Painful Choices: Rural Care Pits Profits Against Access

Three companies tried to make money running the Washington County Clinic – Banner Health Care, Rose Medical Center and Colorado Plains Medical Center.

All failed, said nurse practitioner Becky Hutcheson.Hutcheson treats patients at the clinic four days a week because there is no doctor available.

“When (Colorado Plains) bailed,” said Hutcheson, “it fell to the county commissioners to take it over.”

They did so in remarkable fashion, said Denise Denton, former head of the Colorado Rural Health Center. The Washington commissioners placed a new 1.5-cent sales tax on most purchases made in their county and used the money to pay for the clinic, a nursing home and an ambulance service.

No one would dare utter the words “socialized medicine” in the Republican stronghold of Washington County. But the commissioners wanted medical facilities in the county seat of Akron and a tax increase looked like the only option.

Denton called that realization a model for other rural areas.

“At some point, we decided as a country to educate rural children and tax ourselves to pay,” said Denton, who now serves on the Colorado Rural Health Care Grants Council. “We need to do it for transportation and health.”

Hutcheson, who commutes 30 miles from Brush to work in Akron’s Washington County Clinic, agreed.

———

Copy out the article on rural health care in Washington County, word for word and in full.

__Entries shown__:
———

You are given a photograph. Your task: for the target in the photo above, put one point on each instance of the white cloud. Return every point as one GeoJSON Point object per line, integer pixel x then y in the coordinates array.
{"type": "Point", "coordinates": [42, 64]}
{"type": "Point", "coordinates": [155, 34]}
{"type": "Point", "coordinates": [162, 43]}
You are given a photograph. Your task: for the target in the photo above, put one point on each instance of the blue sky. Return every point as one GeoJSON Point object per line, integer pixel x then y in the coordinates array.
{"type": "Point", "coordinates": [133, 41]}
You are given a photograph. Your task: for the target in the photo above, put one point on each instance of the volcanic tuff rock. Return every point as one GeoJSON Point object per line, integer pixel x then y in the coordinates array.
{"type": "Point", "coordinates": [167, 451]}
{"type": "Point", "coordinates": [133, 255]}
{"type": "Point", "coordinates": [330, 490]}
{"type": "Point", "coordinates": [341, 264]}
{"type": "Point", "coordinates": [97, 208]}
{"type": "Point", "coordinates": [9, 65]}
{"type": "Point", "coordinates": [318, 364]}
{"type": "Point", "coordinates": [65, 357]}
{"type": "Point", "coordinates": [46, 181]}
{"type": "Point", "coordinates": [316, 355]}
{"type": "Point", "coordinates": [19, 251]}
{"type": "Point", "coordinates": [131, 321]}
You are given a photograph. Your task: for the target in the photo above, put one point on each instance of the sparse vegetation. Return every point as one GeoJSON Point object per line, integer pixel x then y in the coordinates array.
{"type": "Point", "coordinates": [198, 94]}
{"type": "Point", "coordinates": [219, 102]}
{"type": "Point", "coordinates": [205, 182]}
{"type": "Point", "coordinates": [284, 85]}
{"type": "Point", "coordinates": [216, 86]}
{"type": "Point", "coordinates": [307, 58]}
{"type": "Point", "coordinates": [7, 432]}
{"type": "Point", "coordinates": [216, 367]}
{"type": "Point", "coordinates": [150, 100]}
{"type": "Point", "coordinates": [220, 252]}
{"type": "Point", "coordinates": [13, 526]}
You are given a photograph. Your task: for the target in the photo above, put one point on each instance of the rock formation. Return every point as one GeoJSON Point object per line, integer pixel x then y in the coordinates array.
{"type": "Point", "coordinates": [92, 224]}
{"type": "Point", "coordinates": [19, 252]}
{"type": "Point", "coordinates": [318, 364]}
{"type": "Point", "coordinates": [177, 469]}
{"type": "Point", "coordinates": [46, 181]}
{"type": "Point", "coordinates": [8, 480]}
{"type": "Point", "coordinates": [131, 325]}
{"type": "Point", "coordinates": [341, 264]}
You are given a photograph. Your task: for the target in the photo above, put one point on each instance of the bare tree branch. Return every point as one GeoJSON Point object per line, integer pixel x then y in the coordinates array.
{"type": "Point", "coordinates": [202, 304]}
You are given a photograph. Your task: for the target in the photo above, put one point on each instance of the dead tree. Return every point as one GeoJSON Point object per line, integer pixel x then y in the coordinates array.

———

__Written solution__:
Painful Choices: Rural Care Pits Profits Against Access

Three companies tried to make money running the Washington County Clinic – Banner Health Care, Rose Medical Center and Colorado Plains Medical Center.

All failed, said nurse practitioner Becky Hutcheson.Hutcheson treats patients at the clinic four days a week because there is no doctor available.

“When (Colorado Plains) bailed,” said Hutcheson, “it fell to the county commissioners to take it over.”

They did so in remarkable fashion, said Denise Denton, former head of the Colorado Rural Health Center. The Washington commissioners placed a new 1.5-cent sales tax on most purchases made in their county and used the money to pay for the clinic, a nursing home and an ambulance service.

No one would dare utter the words “socialized medicine” in the Republican stronghold of Washington County. But the commissioners wanted medical facilities in the county seat of Akron and a tax increase looked like the only option.

Denton called that realization a model for other rural areas.

“At some point, we decided as a country to educate rural children and tax ourselves to pay,” said Denton, who now serves on the Colorado Rural Health Care Grants Council. “We need to do it for transportation and health.”

Hutcheson, who commutes 30 miles from Brush to work in Akron’s Washington County Clinic, agreed.